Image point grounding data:
•••••
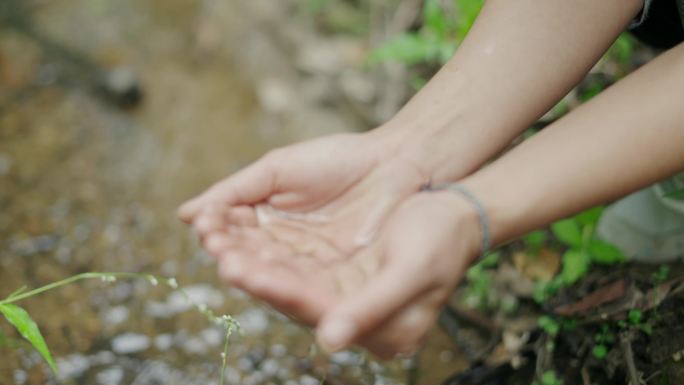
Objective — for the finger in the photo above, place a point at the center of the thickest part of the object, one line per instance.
(210, 219)
(303, 240)
(217, 243)
(359, 312)
(243, 216)
(404, 332)
(250, 185)
(279, 286)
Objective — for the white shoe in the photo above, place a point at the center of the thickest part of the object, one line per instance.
(647, 226)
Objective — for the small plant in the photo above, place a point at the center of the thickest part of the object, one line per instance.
(22, 321)
(479, 293)
(436, 41)
(584, 249)
(603, 341)
(548, 378)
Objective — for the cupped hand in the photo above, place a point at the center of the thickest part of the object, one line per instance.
(326, 197)
(388, 294)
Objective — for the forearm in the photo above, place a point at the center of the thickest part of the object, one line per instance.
(630, 136)
(518, 60)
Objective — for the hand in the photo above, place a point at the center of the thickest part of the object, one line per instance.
(387, 295)
(346, 185)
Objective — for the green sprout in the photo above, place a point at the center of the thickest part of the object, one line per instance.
(28, 329)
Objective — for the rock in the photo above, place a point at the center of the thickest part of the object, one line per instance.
(72, 366)
(122, 86)
(129, 343)
(115, 315)
(110, 376)
(163, 342)
(253, 321)
(274, 95)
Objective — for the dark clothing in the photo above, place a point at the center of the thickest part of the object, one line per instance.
(661, 23)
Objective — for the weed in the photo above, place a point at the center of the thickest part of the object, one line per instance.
(22, 321)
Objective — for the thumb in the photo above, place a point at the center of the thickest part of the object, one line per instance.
(250, 185)
(364, 310)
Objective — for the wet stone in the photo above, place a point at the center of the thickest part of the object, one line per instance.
(278, 350)
(195, 345)
(72, 366)
(232, 376)
(130, 343)
(163, 342)
(270, 367)
(212, 336)
(308, 380)
(254, 378)
(34, 245)
(253, 321)
(116, 315)
(122, 86)
(256, 355)
(110, 376)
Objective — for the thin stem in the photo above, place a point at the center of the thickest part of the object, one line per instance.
(67, 281)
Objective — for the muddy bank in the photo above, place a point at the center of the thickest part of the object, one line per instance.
(86, 185)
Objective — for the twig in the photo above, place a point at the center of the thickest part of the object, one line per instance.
(626, 346)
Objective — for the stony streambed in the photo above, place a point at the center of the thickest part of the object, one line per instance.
(86, 185)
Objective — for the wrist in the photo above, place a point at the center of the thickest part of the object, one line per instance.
(444, 149)
(465, 219)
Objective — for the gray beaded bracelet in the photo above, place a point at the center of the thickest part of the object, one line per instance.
(481, 212)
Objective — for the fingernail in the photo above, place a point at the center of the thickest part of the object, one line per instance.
(336, 334)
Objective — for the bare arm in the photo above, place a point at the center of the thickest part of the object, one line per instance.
(518, 60)
(630, 136)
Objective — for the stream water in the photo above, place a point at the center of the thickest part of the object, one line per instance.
•••••
Output exactly what runs from the line with "Objective — for the fingernail" to the final line above, both lines included, and nothing else.

**RESPONSE FOR THIS EXERCISE**:
Objective — for the fingernail in the photo above, place a point at the center of the thickest part of the object, one line per instance.
(336, 334)
Objective — for the bare arm in the photo above, place a point at the center of the thickest part of the object, one line per instance.
(518, 60)
(630, 136)
Objective — for the stream water in the photo above, place a point at the center of the thickest part of the object, one line per instance.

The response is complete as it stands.